* [ABOUT THIS EXERCISE]: Nothing but the lines from the one with "positive clicks: (186, 29)" down to the one with "rough mask: <svg" should be returned, exactly and with both ends included, from the material below.
** Opening MATERIAL TO PROCESS block **
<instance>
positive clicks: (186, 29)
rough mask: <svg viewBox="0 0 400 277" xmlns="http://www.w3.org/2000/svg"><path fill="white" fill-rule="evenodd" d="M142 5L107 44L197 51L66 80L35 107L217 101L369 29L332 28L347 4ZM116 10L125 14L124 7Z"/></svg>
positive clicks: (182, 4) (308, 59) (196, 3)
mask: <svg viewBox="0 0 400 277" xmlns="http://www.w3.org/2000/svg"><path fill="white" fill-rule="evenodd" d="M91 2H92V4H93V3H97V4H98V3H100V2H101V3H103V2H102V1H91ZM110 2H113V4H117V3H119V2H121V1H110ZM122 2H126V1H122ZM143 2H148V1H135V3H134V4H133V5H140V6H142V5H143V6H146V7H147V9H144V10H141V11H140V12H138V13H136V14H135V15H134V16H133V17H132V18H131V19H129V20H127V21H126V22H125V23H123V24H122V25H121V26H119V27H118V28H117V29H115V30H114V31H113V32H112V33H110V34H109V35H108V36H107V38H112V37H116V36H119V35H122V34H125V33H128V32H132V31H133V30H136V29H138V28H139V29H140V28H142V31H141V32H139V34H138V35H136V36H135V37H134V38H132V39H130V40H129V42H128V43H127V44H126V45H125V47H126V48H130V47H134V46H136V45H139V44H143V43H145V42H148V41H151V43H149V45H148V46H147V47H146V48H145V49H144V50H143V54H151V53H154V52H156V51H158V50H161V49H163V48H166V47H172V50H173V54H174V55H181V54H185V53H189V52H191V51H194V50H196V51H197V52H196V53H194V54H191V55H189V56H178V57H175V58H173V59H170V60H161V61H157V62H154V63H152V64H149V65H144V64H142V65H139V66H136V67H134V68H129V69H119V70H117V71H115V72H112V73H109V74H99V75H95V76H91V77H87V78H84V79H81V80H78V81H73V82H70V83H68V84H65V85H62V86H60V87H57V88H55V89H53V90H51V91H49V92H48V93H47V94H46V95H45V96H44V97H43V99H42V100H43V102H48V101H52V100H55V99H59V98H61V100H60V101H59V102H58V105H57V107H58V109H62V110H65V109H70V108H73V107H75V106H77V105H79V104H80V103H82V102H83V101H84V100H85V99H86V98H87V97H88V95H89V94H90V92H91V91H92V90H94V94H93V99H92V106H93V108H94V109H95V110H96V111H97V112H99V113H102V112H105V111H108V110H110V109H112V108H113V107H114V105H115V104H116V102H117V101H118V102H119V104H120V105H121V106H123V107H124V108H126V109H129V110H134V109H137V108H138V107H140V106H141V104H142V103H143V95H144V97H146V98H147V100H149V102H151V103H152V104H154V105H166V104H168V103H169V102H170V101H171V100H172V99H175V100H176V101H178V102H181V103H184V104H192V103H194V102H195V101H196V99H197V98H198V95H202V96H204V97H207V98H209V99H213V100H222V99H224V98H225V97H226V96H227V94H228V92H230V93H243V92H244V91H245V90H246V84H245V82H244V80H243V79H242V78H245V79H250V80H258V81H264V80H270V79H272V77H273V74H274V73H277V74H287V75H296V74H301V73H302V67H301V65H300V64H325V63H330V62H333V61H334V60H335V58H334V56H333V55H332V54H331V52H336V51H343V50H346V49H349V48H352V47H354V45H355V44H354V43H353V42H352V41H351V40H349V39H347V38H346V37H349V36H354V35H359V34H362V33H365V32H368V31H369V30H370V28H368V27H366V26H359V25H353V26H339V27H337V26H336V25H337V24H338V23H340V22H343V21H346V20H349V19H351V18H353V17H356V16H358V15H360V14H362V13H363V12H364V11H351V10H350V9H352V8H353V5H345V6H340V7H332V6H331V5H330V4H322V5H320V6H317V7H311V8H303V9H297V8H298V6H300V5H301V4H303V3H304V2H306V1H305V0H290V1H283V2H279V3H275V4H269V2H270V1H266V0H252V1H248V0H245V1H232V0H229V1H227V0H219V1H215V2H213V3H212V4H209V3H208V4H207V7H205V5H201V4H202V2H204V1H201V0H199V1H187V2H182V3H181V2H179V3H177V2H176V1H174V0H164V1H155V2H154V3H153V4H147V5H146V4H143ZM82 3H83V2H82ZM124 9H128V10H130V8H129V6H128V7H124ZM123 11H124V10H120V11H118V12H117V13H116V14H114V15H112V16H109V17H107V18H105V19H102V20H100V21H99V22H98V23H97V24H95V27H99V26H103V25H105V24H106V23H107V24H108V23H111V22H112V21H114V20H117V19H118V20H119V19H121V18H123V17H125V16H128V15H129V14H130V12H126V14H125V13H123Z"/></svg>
** Closing MATERIAL TO PROCESS block **
* [ANSWER SECTION]:
positive clicks: (186, 29)
rough mask: <svg viewBox="0 0 400 277" xmlns="http://www.w3.org/2000/svg"><path fill="white" fill-rule="evenodd" d="M142 5L107 44L197 51L66 80L35 107L217 101L369 29L332 28L347 4ZM116 10L125 14L124 7Z"/></svg>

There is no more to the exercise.